Stored items
-.-.-
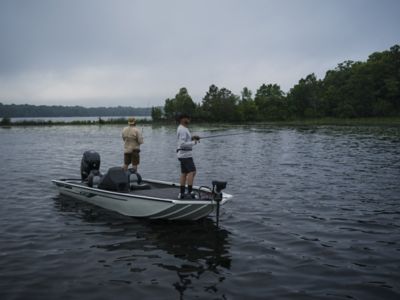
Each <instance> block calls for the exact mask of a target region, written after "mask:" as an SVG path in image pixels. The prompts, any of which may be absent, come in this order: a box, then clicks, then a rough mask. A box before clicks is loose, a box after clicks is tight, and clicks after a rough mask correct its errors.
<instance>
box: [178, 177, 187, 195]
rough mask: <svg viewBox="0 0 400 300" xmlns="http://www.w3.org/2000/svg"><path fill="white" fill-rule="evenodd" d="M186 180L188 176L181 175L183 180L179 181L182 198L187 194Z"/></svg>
mask: <svg viewBox="0 0 400 300" xmlns="http://www.w3.org/2000/svg"><path fill="white" fill-rule="evenodd" d="M186 178H187V174H186V173H181V178H180V180H179V184H180V193H181V195H182V196H183V195H184V194H185V185H186Z"/></svg>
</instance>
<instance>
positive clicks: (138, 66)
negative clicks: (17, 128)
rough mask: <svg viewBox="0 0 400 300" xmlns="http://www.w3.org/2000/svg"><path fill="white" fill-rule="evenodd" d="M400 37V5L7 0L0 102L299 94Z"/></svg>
mask: <svg viewBox="0 0 400 300" xmlns="http://www.w3.org/2000/svg"><path fill="white" fill-rule="evenodd" d="M399 43H400V1H399V0H375V1H372V0H291V1H290V0H279V1H278V0H276V1H275V0H259V1H257V0H242V1H233V0H231V1H218V0H207V1H205V0H197V1H190V0H181V1H178V0H176V1H175V0H168V1H166V0H159V1H149V0H143V1H134V0H109V1H106V0H65V1H62V0H60V1H57V0H48V1H46V0H35V1H31V0H0V102H2V103H4V104H9V103H30V104H47V105H58V104H61V105H83V106H103V105H105V106H117V105H129V106H137V107H138V106H152V105H162V104H163V103H164V100H165V99H166V98H168V97H174V95H175V94H176V93H177V91H178V90H179V88H180V87H183V86H185V87H187V88H188V90H189V93H190V94H191V95H192V97H193V99H194V100H195V101H196V102H200V101H201V99H202V97H203V96H204V94H205V92H206V91H207V90H208V87H209V86H210V85H211V84H216V85H217V86H218V87H226V88H228V89H230V90H232V91H233V92H234V93H236V94H239V93H240V91H241V89H242V88H243V87H244V86H247V87H249V88H250V89H252V90H253V91H255V90H256V89H257V88H258V87H259V86H260V85H261V84H262V83H277V84H279V85H280V86H281V87H282V89H283V90H284V91H285V92H287V91H288V90H289V89H290V88H291V87H292V86H293V85H294V84H295V83H296V82H297V81H298V80H299V79H300V78H302V77H305V76H306V75H307V74H310V73H312V72H314V73H316V75H317V76H318V77H319V78H321V77H323V76H324V75H325V72H326V71H327V70H328V69H332V68H334V67H335V66H336V65H337V64H338V63H340V62H342V61H344V60H366V59H367V58H368V55H369V54H371V53H372V52H374V51H383V50H386V49H389V48H390V47H391V46H393V45H394V44H399Z"/></svg>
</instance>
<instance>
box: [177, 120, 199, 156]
mask: <svg viewBox="0 0 400 300" xmlns="http://www.w3.org/2000/svg"><path fill="white" fill-rule="evenodd" d="M176 135H177V138H178V143H177V148H176V149H177V156H178V158H189V157H192V147H193V145H194V144H195V142H194V141H192V135H191V134H190V131H189V129H188V128H187V127H185V126H183V125H179V126H178V129H177V130H176Z"/></svg>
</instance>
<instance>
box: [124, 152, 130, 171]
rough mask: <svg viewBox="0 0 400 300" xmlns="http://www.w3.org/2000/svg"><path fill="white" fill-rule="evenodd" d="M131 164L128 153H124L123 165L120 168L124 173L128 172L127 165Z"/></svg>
mask: <svg viewBox="0 0 400 300" xmlns="http://www.w3.org/2000/svg"><path fill="white" fill-rule="evenodd" d="M130 163H131V157H130V155H129V153H124V165H123V166H122V167H123V168H124V171H125V172H126V171H128V167H129V164H130Z"/></svg>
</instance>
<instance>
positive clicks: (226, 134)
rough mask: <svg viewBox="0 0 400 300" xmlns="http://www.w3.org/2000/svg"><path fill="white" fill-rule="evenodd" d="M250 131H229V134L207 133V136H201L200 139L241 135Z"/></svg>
mask: <svg viewBox="0 0 400 300" xmlns="http://www.w3.org/2000/svg"><path fill="white" fill-rule="evenodd" d="M247 133H248V132H240V133H228V134H216V135H207V136H201V137H200V139H201V140H203V139H212V138H216V137H225V136H231V135H241V134H247Z"/></svg>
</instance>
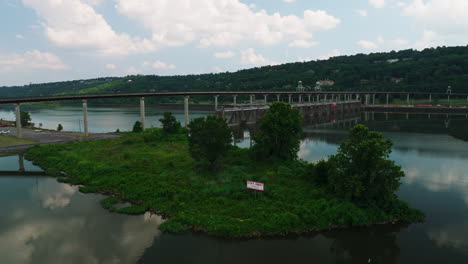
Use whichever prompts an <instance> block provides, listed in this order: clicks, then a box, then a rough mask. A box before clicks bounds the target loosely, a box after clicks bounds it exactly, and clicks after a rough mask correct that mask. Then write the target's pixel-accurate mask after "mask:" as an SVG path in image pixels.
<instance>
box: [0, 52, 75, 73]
mask: <svg viewBox="0 0 468 264" xmlns="http://www.w3.org/2000/svg"><path fill="white" fill-rule="evenodd" d="M67 68H68V66H67V65H65V64H64V63H63V62H62V60H61V59H60V58H59V57H57V56H56V55H54V54H52V53H47V52H40V51H38V50H31V51H27V52H25V53H24V54H16V53H14V54H7V55H0V72H13V71H18V72H23V71H31V70H64V69H67Z"/></svg>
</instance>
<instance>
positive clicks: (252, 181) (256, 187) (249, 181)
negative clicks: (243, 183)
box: [247, 181, 265, 192]
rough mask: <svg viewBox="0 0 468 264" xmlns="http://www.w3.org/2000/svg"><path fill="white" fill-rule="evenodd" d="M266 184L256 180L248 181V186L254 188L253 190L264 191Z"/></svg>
mask: <svg viewBox="0 0 468 264" xmlns="http://www.w3.org/2000/svg"><path fill="white" fill-rule="evenodd" d="M264 186H265V184H263V183H262V182H254V181H247V188H248V189H252V190H257V191H262V192H263V191H264V190H265V189H264Z"/></svg>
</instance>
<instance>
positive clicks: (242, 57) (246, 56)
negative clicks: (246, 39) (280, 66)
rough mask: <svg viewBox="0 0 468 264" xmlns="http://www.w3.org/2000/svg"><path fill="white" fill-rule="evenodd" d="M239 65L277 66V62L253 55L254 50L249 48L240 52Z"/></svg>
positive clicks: (256, 65) (257, 55)
mask: <svg viewBox="0 0 468 264" xmlns="http://www.w3.org/2000/svg"><path fill="white" fill-rule="evenodd" d="M241 63H242V64H246V65H254V66H265V65H276V64H278V63H277V62H274V61H271V60H268V59H266V58H265V57H263V56H262V55H261V54H255V50H254V49H253V48H249V49H246V50H244V51H242V52H241Z"/></svg>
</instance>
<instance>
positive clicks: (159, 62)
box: [152, 60, 176, 70]
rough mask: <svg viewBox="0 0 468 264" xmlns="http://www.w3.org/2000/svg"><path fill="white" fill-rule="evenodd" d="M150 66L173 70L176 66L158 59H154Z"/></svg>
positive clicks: (172, 64)
mask: <svg viewBox="0 0 468 264" xmlns="http://www.w3.org/2000/svg"><path fill="white" fill-rule="evenodd" d="M152 66H153V68H155V69H162V70H173V69H175V68H176V66H175V65H174V64H169V63H165V62H162V61H160V60H157V61H155V62H154V63H153V65H152Z"/></svg>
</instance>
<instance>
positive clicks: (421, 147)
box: [0, 109, 468, 263]
mask: <svg viewBox="0 0 468 264" xmlns="http://www.w3.org/2000/svg"><path fill="white" fill-rule="evenodd" d="M121 111H122V112H125V110H123V109H122V110H121ZM65 114H66V113H60V115H65ZM127 114H128V115H129V116H132V118H134V116H135V115H132V114H131V113H127ZM136 116H137V112H136ZM119 118H123V119H124V120H125V119H126V117H125V115H122V114H121V113H119V114H118V115H115V116H113V115H110V116H108V119H109V120H110V119H112V120H113V123H118V122H125V121H119V120H114V119H119ZM363 119H364V118H363ZM387 119H389V120H386V119H385V118H384V116H383V115H378V114H377V115H376V116H375V117H374V120H373V121H372V120H370V121H369V122H368V123H367V124H368V125H369V126H370V127H373V128H376V129H378V130H380V131H382V132H384V134H385V136H387V137H389V138H391V139H392V140H393V142H394V151H393V153H392V156H391V158H392V159H394V160H396V162H397V163H398V164H400V165H401V166H402V167H403V169H404V171H405V173H406V177H405V178H404V180H403V184H402V186H401V188H400V191H399V193H398V194H399V196H400V198H401V199H403V200H406V201H407V202H409V203H410V204H411V205H412V206H414V207H416V208H419V209H421V210H423V211H425V212H426V214H427V221H426V222H425V223H422V224H413V225H410V226H381V227H377V228H366V229H353V230H345V231H335V232H326V233H321V234H314V235H310V236H306V237H299V238H287V239H269V240H249V241H225V240H219V239H214V238H210V237H207V236H203V235H192V234H187V235H181V236H175V235H168V234H161V233H160V232H159V231H158V226H159V224H161V223H162V220H161V219H160V218H159V217H157V216H151V215H149V214H146V215H144V216H125V215H118V214H111V213H108V212H107V211H105V210H104V209H102V208H101V206H100V205H99V200H100V199H102V196H100V195H93V194H81V193H79V192H77V189H76V188H75V187H72V186H69V185H66V184H61V183H58V182H56V180H55V179H52V178H47V177H26V176H24V177H7V176H3V177H0V208H2V210H1V211H0V258H1V261H0V263H369V261H370V263H468V142H465V141H462V140H459V139H456V138H454V137H452V136H451V135H452V134H453V133H454V130H455V132H457V131H458V132H460V130H461V131H462V132H463V131H464V129H466V126H468V120H467V119H466V118H464V117H448V119H449V120H450V122H449V126H448V127H447V126H446V123H447V122H446V121H447V117H446V116H440V117H431V119H428V118H427V117H421V116H416V115H415V116H410V117H409V119H408V120H406V118H405V117H401V116H399V115H393V116H391V117H389V118H388V117H387ZM333 126H335V128H333ZM111 129H114V127H112V128H111ZM408 131H410V132H408ZM424 131H426V132H429V133H423V132H424ZM467 133H468V131H467ZM246 136H247V139H246V140H244V141H243V142H242V143H241V144H244V145H245V144H246V141H248V135H246ZM346 136H347V134H346V130H345V128H344V127H341V128H340V125H333V124H332V125H331V126H330V127H322V128H316V126H308V127H306V129H305V134H304V137H305V138H304V140H303V141H302V143H301V150H300V157H301V158H303V159H305V160H309V161H317V160H319V159H322V158H326V157H327V156H328V155H331V154H334V153H335V152H336V149H337V146H338V144H339V142H340V141H342V140H344V139H345V138H346ZM25 168H26V170H27V171H33V170H38V168H36V167H34V166H33V165H32V164H30V163H29V162H27V161H26V162H25ZM0 170H1V171H15V170H18V156H13V157H3V158H0Z"/></svg>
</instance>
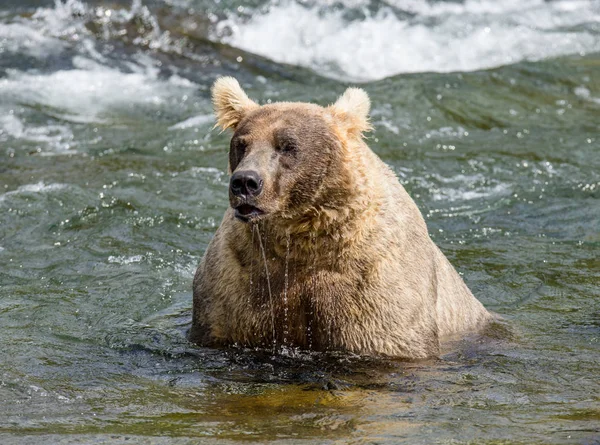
-.-.-
● **What the task asks**
Look through the data above and return exactly the lines from the one that contains "box: [247, 181, 265, 192]" to the one that contains "65L277 66V62L253 55L254", inclusive, with nothing else.

● **Solution for this exercise**
box: [247, 181, 265, 192]
rough mask: <svg viewBox="0 0 468 264" xmlns="http://www.w3.org/2000/svg"><path fill="white" fill-rule="evenodd" d="M266 184L256 180L248 181V186L254 188L253 190L264 191Z"/></svg>
mask: <svg viewBox="0 0 468 264" xmlns="http://www.w3.org/2000/svg"><path fill="white" fill-rule="evenodd" d="M264 186H265V184H263V183H262V182H254V181H247V188H248V189H252V190H257V191H262V192H263V191H264V190H265V189H264Z"/></svg>
</instance>
<instance>
positive clicks: (242, 57) (246, 56)
negative clicks: (246, 39) (280, 66)
rough mask: <svg viewBox="0 0 468 264" xmlns="http://www.w3.org/2000/svg"><path fill="white" fill-rule="evenodd" d="M239 65L277 66V62L253 55L254 50L249 48L240 52Z"/></svg>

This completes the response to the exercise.